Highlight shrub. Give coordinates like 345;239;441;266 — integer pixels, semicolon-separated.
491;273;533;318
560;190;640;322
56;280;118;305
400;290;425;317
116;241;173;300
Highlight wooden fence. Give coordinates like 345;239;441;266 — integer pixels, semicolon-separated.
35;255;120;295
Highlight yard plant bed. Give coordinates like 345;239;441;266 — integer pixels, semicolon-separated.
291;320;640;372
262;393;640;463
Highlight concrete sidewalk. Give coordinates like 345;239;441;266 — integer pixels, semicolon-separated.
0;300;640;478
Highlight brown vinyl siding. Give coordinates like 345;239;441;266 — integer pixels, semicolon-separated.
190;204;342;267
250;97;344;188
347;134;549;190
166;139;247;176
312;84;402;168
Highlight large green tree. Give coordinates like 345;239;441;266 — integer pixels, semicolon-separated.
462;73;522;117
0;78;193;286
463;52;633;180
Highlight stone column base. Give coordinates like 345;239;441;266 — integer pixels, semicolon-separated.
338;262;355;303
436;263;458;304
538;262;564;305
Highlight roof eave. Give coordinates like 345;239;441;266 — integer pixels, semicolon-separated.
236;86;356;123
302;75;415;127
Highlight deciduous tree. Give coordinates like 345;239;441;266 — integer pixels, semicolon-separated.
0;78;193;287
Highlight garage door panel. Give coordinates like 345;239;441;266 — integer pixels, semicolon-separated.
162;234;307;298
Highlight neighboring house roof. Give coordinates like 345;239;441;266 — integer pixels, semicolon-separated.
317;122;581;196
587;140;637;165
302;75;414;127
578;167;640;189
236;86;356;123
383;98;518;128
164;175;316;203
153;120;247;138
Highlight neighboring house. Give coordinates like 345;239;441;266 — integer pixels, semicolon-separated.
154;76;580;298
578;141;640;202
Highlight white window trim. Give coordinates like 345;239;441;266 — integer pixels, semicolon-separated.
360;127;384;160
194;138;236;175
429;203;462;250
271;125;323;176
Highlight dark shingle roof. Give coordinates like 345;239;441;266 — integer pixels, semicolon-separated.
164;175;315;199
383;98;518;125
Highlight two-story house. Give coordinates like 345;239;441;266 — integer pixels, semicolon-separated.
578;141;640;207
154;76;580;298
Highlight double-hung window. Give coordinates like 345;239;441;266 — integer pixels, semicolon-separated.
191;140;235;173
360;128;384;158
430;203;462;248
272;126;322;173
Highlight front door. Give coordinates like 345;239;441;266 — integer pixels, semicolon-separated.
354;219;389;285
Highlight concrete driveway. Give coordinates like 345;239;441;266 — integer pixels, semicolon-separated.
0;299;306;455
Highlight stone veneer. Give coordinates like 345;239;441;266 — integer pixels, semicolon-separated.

Instructions to follow: Starting at the line that contains "Highlight neighboring house roof." and ending with the line that contains "153;120;247;138", write out those lines of the records and nothing else. Keep the request line unchanged, including its sample format, and scale every bounding-box coordinate in the answers by 1.7, rounding each result to a whole number with halves rounded up.

Written answer:
Highlight neighboring house roof. Give coordinates like 345;239;441;266 — integer pixels, semicolon-separated.
539;207;988;333
998;238;1083;281
513;128;704;216
983;284;1088;321
401;146;605;209
651;167;881;218
279;298;537;345
260;204;420;235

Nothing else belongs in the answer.